Give back the stretch of records from the line containing "Target: building wall" through the end of the records, swapping every "a dot" for "a point" and leaving everything else unchanged.

[BEGIN]

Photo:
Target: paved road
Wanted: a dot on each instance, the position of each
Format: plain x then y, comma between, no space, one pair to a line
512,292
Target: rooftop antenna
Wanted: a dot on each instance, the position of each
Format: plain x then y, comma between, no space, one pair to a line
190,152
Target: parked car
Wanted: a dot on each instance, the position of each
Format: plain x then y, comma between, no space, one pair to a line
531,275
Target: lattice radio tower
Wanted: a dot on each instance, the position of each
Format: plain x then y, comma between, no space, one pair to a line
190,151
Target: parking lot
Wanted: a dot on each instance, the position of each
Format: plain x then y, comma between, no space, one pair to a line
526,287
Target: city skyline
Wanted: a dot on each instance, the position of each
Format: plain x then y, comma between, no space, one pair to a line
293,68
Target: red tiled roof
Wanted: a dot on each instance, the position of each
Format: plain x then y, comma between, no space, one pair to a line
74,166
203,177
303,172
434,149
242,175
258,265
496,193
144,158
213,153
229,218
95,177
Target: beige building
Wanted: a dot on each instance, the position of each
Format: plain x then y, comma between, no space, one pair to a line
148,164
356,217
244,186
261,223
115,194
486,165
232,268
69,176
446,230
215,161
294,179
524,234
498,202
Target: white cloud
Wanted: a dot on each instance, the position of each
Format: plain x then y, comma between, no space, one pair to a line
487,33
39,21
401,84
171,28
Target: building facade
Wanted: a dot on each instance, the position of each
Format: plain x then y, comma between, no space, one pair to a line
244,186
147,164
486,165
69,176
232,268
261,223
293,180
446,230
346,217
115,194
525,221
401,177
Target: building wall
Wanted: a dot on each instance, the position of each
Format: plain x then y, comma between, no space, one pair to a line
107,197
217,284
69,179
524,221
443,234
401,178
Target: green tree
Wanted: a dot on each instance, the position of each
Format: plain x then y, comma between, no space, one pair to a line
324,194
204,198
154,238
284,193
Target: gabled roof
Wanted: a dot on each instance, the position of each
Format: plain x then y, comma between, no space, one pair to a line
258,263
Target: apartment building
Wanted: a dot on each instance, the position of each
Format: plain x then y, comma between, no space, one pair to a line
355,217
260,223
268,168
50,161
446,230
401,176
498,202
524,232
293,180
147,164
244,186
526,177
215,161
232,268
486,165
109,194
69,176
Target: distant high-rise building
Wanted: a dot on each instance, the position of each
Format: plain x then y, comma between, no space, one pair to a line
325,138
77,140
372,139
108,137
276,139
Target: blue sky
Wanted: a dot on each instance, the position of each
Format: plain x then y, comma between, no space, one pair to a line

[END]

Answer for this exercise.
Target: building wall
Wanted: a point on each instance, the position of each
Format: plain x then y, comma between, no space, one pair to a line
107,197
217,284
69,179
524,221
443,234
401,178
Target: green tree
Wanted: a point on each instance, the position of each
Format: plain x then y, comma between, no space, one pair to a line
324,194
204,198
154,238
284,193
Target: gabled roof
Wanted: a point on each instance, the position of each
Format: plain x then y, comma between, no space, one pair to a line
258,263
Target: apartment building
Wanted: a point on each instance, the position of each
Format: plain x then y, comma between, no space, one pair to a line
355,217
260,223
268,168
50,161
446,230
401,176
498,202
524,232
293,180
147,164
244,186
526,177
215,161
232,268
486,165
109,194
69,176
Target: distant high-rise building
Wanted: a point on each instance, the position of each
Format: plain x then y, comma between, no space, one pair to a line
325,138
77,140
372,139
108,137
276,139
Target: blue sky
Wanted: a point on each instance, the position of each
Format: plain x then y, comma between, no space, one pair to a line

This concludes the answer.